• **WHAT YOU SHOULD DO**
Once the pictures are removed, restate the data below word for word.
Segment Start: LISTED RECORDS
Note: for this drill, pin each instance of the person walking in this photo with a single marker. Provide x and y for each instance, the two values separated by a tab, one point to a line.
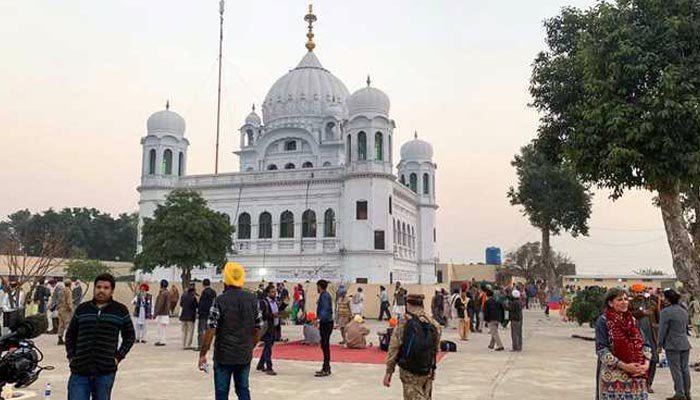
461	305
344	315
673	337
188	314
271	320
92	342
324	311
206	300
357	305
143	306
162	311
235	321
623	357
413	347
515	315
77	293
399	301
384	304
64	308
493	316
Segment End: LISTED RECORDS
• **WORKED SOLUTION**
Note: for this drill, pin each instance of the person walking in this photo with a single marker. Provide x and y for each instance, the two values separated by a tab, one point to a line.
461	305
344	315
673	337
188	314
271	320
92	342
324	311
206	300
357	305
143	306
162	311
235	321
623	357
413	347
515	315
77	293
399	301
384	304
64	308
493	316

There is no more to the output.